The task: Format every line of the records below as a JSON list of strings, one string per line, skipping blank lines. Leave the pictures out of the answer.

Data records:
>>>
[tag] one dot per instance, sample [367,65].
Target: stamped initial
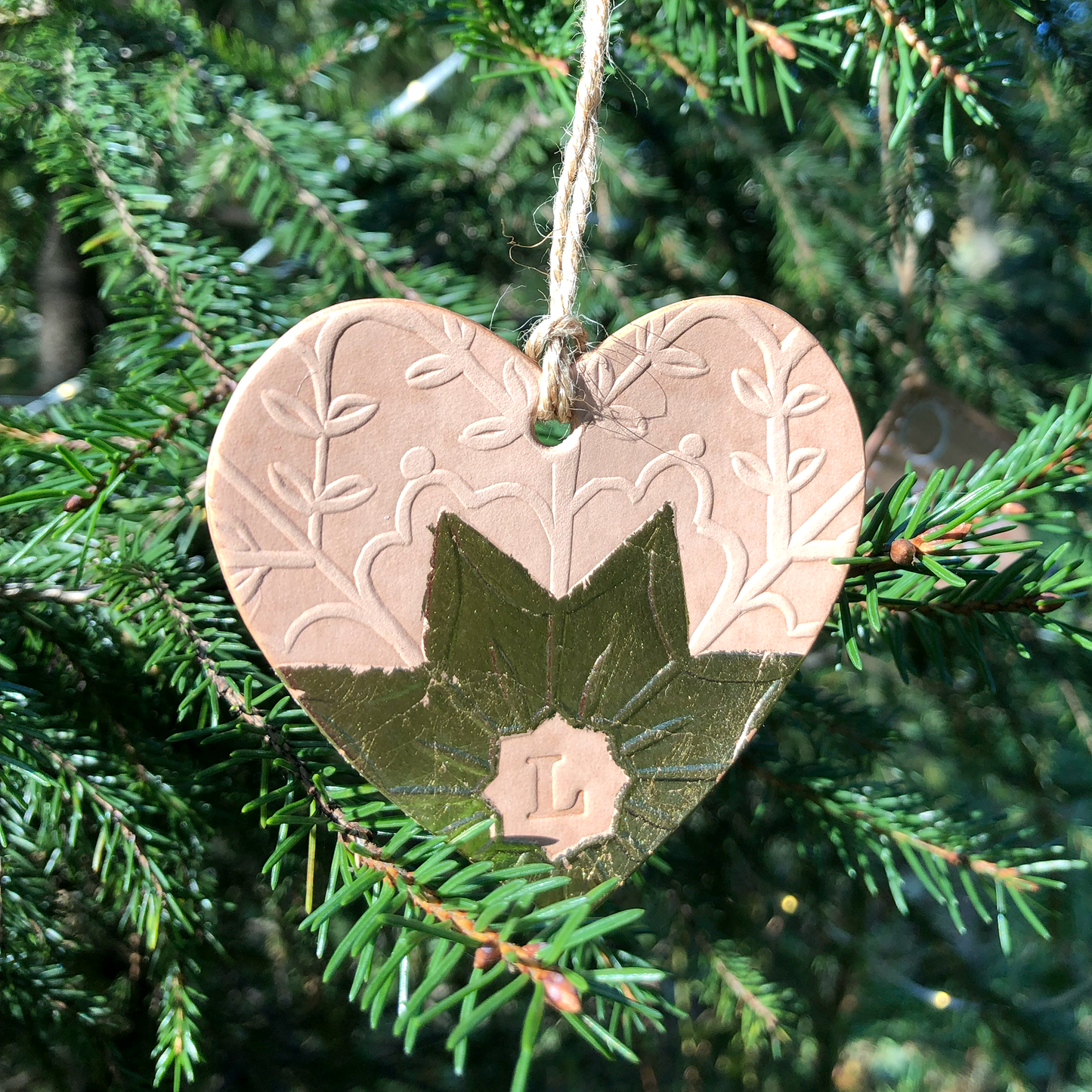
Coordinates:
[546,790]
[557,787]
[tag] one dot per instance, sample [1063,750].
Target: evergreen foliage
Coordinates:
[193,887]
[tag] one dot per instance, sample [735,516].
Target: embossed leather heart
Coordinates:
[350,438]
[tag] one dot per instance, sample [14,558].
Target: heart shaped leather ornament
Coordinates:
[574,640]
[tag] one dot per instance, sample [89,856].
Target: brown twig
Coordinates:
[1001,873]
[330,223]
[1081,718]
[1045,603]
[29,593]
[761,159]
[775,39]
[905,552]
[559,991]
[117,816]
[79,501]
[956,76]
[151,262]
[746,996]
[556,64]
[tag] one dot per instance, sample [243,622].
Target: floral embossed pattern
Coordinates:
[674,549]
[353,432]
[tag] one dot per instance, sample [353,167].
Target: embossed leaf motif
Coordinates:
[292,486]
[804,464]
[680,363]
[344,493]
[753,472]
[751,390]
[292,414]
[432,372]
[348,412]
[503,655]
[805,399]
[490,434]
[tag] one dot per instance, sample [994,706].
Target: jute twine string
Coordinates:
[558,339]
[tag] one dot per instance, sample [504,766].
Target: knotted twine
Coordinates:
[558,339]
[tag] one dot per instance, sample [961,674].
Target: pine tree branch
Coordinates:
[10,58]
[216,394]
[116,815]
[765,1013]
[934,60]
[36,9]
[1003,874]
[775,39]
[1025,604]
[748,144]
[556,66]
[151,262]
[377,272]
[51,593]
[559,991]
[331,56]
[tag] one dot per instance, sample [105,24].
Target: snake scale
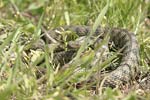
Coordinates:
[128,67]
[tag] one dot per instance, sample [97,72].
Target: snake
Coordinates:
[121,38]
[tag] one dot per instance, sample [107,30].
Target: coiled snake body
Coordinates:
[121,38]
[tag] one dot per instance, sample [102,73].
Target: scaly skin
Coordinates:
[128,68]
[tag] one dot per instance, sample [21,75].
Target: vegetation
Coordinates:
[21,26]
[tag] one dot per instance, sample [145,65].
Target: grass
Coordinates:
[21,23]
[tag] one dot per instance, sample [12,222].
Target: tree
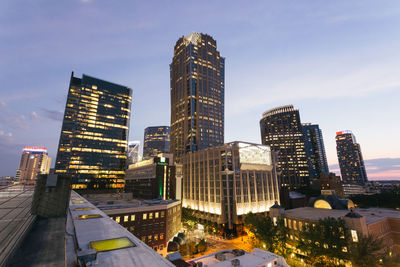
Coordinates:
[325,242]
[262,228]
[365,252]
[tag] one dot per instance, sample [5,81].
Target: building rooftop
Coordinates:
[121,248]
[371,215]
[226,258]
[114,201]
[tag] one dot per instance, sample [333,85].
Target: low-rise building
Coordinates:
[381,223]
[238,257]
[222,184]
[155,222]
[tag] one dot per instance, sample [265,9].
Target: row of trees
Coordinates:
[325,243]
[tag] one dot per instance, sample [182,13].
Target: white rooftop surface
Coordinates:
[249,259]
[105,228]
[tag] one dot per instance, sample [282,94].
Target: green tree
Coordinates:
[365,252]
[262,228]
[325,242]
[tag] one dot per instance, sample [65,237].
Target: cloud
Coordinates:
[33,115]
[55,115]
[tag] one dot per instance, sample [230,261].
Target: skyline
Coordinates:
[331,61]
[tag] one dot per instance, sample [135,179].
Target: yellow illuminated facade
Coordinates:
[197,95]
[93,141]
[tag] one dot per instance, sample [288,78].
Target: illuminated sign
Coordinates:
[254,154]
[343,132]
[35,149]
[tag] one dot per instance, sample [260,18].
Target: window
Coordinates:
[354,235]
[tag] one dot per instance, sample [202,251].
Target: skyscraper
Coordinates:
[315,150]
[281,129]
[350,158]
[156,141]
[93,142]
[197,95]
[34,161]
[133,152]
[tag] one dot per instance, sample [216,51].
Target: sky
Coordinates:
[338,62]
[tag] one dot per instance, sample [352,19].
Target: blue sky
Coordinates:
[337,61]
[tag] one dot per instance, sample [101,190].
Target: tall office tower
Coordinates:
[315,150]
[93,142]
[34,161]
[133,152]
[350,158]
[222,184]
[156,141]
[281,129]
[197,95]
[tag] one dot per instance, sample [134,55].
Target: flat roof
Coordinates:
[114,202]
[248,259]
[104,228]
[371,215]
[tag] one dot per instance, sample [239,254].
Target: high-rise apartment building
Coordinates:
[94,136]
[222,184]
[34,161]
[350,158]
[315,150]
[133,152]
[281,129]
[197,95]
[156,141]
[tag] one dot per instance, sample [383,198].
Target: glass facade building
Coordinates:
[93,142]
[281,129]
[156,141]
[197,95]
[224,183]
[350,158]
[315,150]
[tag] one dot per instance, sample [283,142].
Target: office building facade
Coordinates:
[152,179]
[350,158]
[281,129]
[94,136]
[315,150]
[34,161]
[197,95]
[156,141]
[222,184]
[133,152]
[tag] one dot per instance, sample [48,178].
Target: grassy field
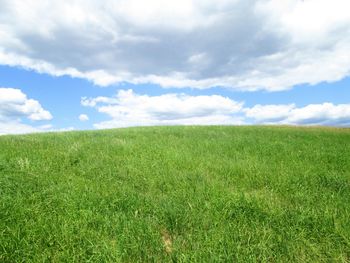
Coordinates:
[181,194]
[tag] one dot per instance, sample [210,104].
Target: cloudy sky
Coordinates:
[96,64]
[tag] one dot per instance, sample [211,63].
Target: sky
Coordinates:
[99,64]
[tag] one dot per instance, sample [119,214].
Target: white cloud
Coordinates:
[127,108]
[83,117]
[242,44]
[130,109]
[15,106]
[313,114]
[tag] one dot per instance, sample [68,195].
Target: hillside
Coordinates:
[188,194]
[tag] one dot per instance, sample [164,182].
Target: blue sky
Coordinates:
[109,64]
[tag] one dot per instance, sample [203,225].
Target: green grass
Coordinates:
[181,194]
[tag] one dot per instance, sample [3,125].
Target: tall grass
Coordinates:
[186,194]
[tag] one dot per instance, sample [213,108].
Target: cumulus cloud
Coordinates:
[130,109]
[313,114]
[15,106]
[83,117]
[241,44]
[127,108]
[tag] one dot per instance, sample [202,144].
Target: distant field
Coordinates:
[185,194]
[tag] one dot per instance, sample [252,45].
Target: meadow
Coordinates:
[176,194]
<<<
Exercise solution:
[
  "[tag] one dot per instance, sample [367,65].",
  "Target: stamped initial",
  "Coordinates:",
  "[546,790]",
  "[557,787]",
  "[tag] one dot per instance, sample [1063,750].",
  "Target: evergreen foliage",
  "Coordinates:",
  "[193,887]",
  "[tag] one dot per instance, sample [735,516].",
  "Target: embossed leather heart",
  "Coordinates:",
  "[350,438]",
  "[tag] one dot per instance, sample [14,558].",
  "Target: heart shaped leather ornament",
  "Coordinates:",
  "[574,640]",
  "[tag] one dot per instance, sample [89,856].",
  "Target: brown twig",
  "Coordinates:",
  "[1001,873]",
  "[330,223]",
  "[1081,718]",
  "[1045,603]",
  "[29,593]",
  "[761,159]",
  "[775,39]",
  "[905,552]",
  "[559,991]",
  "[117,816]",
  "[79,501]",
  "[956,76]",
  "[151,262]",
  "[746,996]",
  "[556,64]",
  "[tag] one dot per instance, sample [243,622].",
  "Target: floral embossed pattern",
  "Coordinates:",
  "[674,549]",
  "[353,432]",
  "[tag] one dot per instance, sample [353,167].",
  "Target: embossed leaf motif",
  "Coordinates:",
  "[292,486]",
  "[804,464]",
  "[680,363]",
  "[344,493]",
  "[753,472]",
  "[751,390]",
  "[292,414]",
  "[432,372]",
  "[348,412]",
  "[503,655]",
  "[805,399]",
  "[490,434]",
  "[tag] one dot per instance, sample [994,706].",
  "Target: jute twine string",
  "Coordinates:",
  "[558,339]",
  "[tag] one dot per instance, sample [504,766].",
  "Target: knotted twine",
  "Coordinates:",
  "[558,339]",
  "[tag] one dot per instance, sample [961,674].",
  "Target: pine tree branch",
  "Coordinates:",
  "[10,58]",
  "[216,394]",
  "[116,815]",
  "[765,1013]",
  "[934,60]",
  "[36,9]",
  "[1003,874]",
  "[775,39]",
  "[1025,604]",
  "[748,144]",
  "[556,66]",
  "[151,262]",
  "[377,272]",
  "[51,593]",
  "[559,991]",
  "[331,56]",
  "[tag] one dot per instance, sample [105,24].",
  "Target: snake scale",
  "Coordinates:",
  "[128,67]",
  "[tag] one dot per instance, sample [97,72].",
  "Target: snake",
  "Coordinates:",
  "[121,38]",
  "[tag] one dot per instance, sample [107,30].",
  "Target: coiled snake body",
  "Coordinates:",
  "[121,38]",
  "[tag] one dot per instance, sample [102,73].",
  "Target: scaly skin",
  "Coordinates:",
  "[128,68]",
  "[tag] one dot per instance, sample [21,75].",
  "Target: vegetation",
  "Coordinates:",
  "[21,26]",
  "[tag] one dot per instance, sample [145,65].",
  "Target: grass",
  "Coordinates:",
  "[21,23]",
  "[tag] one dot per instance, sample [12,222].",
  "Target: tree",
  "Coordinates:",
  "[325,242]",
  "[262,228]",
  "[365,252]",
  "[tag] one dot per instance, sample [5,81].",
  "Target: building rooftop",
  "Coordinates:",
  "[121,248]",
  "[371,215]",
  "[226,258]",
  "[114,201]",
  "[tag] one dot per instance, sample [333,85].",
  "Target: low-rise building",
  "Coordinates:",
  "[381,223]",
  "[238,257]",
  "[222,184]",
  "[155,222]",
  "[tag] one dot per instance, sample [265,9].",
  "Target: row of trees",
  "Coordinates:",
  "[325,243]",
  "[tag] one dot per instance, sample [182,13].",
  "Target: white rooftop surface",
  "Coordinates:",
  "[249,259]",
  "[105,228]",
  "[tag] one dot per instance, sample [282,94].",
  "Target: green tree",
  "Coordinates:",
  "[365,252]",
  "[262,228]",
  "[325,242]",
  "[tag] one dot per instance, sample [65,237].",
  "Target: cloud",
  "Coordinates:",
  "[33,115]",
  "[55,115]",
  "[tag] one dot per instance, sample [230,261].",
  "Target: skyline",
  "Coordinates:",
  "[331,61]",
  "[tag] one dot per instance, sample [135,179].",
  "Target: yellow illuminated facade",
  "Coordinates:",
  "[197,95]",
  "[93,141]",
  "[tag] one dot per instance, sample [288,78].",
  "Target: illuminated sign",
  "Coordinates:",
  "[254,154]",
  "[343,132]",
  "[35,149]",
  "[tag] one dot per instance, sample [260,18].",
  "Target: window",
  "Coordinates:",
  "[354,235]",
  "[tag] one dot per instance, sample [202,251].",
  "Target: skyscraper",
  "Coordinates:",
  "[315,150]",
  "[281,129]",
  "[350,158]",
  "[156,141]",
  "[93,142]",
  "[197,95]",
  "[34,161]",
  "[133,152]",
  "[tag] one dot per instance, sample [216,51].",
  "Target: sky",
  "Coordinates:",
  "[338,62]",
  "[tag] one dot per instance, sample [352,19].",
  "Target: blue sky",
  "Coordinates:",
  "[337,61]",
  "[tag] one dot per instance, sample [101,190].",
  "Target: tall office tower",
  "Coordinates:",
  "[315,150]",
  "[93,142]",
  "[34,161]",
  "[133,152]",
  "[350,158]",
  "[222,184]",
  "[156,141]",
  "[281,129]",
  "[197,95]",
  "[tag] one dot per instance, sample [134,55].",
  "Target: flat roof",
  "Coordinates:",
  "[114,202]",
  "[248,259]",
  "[104,228]",
  "[371,215]",
  "[tag] one dot per instance, sample [239,254].",
  "Target: high-rise apartment building",
  "Coordinates:",
  "[94,136]",
  "[222,184]",
  "[34,161]",
  "[350,158]",
  "[315,150]",
  "[133,152]",
  "[281,129]",
  "[197,95]",
  "[156,141]",
  "[tag] one dot per instance, sample [383,198].",
  "Target: glass facade building",
  "Coordinates:",
  "[93,142]",
  "[281,129]",
  "[156,141]",
  "[197,95]",
  "[224,183]",
  "[350,158]",
  "[315,150]",
  "[tag] one dot per instance, sample [283,142].",
  "Target: office building facade",
  "Coordinates:",
  "[152,179]",
  "[350,158]",
  "[281,129]",
  "[94,136]",
  "[315,150]",
  "[34,161]",
  "[197,95]",
  "[156,141]",
  "[222,184]",
  "[133,152]",
  "[tag] one dot per instance, sample [48,178].",
  "Target: grassy field",
  "Coordinates:",
  "[181,194]",
  "[tag] one dot per instance, sample [210,104].",
  "Target: cloudy sky",
  "Coordinates:",
  "[96,64]",
  "[tag] one dot per instance, sample [211,63].",
  "Target: sky",
  "Coordinates:",
  "[99,64]",
  "[tag] one dot per instance, sample [119,214].",
  "Target: white cloud",
  "Coordinates:",
  "[127,108]",
  "[83,117]",
  "[242,44]",
  "[130,109]",
  "[15,106]",
  "[313,114]",
  "[tag] one dot per instance, sample [68,195].",
  "Target: hillside",
  "Coordinates:",
  "[188,194]",
  "[tag] one dot per instance, sample [164,182].",
  "Target: blue sky",
  "Coordinates:",
  "[109,64]",
  "[tag] one dot per instance, sample [203,225].",
  "Target: green grass",
  "Coordinates:",
  "[181,194]",
  "[tag] one dot per instance, sample [3,125].",
  "Target: tall grass",
  "Coordinates:",
  "[186,194]",
  "[tag] one dot per instance, sample [213,108].",
  "Target: cumulus cloud",
  "Coordinates:",
  "[130,109]",
  "[313,114]",
  "[15,106]",
  "[83,117]",
  "[241,44]",
  "[127,108]",
  "[tag] one dot per instance, sample [202,144].",
  "Target: distant field",
  "Coordinates:",
  "[185,194]",
  "[tag] one dot per instance, sample [252,45].",
  "Target: meadow",
  "Coordinates:",
  "[176,194]"
]